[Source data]
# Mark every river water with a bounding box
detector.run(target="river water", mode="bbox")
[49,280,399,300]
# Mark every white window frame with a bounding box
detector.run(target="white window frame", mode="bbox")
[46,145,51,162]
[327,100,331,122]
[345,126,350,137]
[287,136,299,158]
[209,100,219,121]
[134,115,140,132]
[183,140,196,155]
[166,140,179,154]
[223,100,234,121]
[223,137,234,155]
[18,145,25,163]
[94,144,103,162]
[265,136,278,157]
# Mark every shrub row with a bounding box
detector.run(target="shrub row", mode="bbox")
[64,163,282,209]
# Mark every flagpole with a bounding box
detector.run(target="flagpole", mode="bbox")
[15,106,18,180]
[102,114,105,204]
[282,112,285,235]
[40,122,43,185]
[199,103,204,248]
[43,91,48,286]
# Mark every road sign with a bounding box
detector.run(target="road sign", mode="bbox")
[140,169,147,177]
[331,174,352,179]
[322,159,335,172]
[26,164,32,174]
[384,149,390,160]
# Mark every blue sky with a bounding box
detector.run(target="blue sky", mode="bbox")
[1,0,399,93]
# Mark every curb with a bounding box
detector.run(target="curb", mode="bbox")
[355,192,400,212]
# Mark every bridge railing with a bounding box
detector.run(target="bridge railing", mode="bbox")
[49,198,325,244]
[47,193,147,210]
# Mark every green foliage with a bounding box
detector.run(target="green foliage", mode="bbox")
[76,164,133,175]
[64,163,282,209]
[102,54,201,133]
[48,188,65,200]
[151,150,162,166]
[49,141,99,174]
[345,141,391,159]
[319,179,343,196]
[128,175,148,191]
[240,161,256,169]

## Exercise brief
How many of the lines in the data above carry the word "with"? Say the number and nothing else.

## Output
9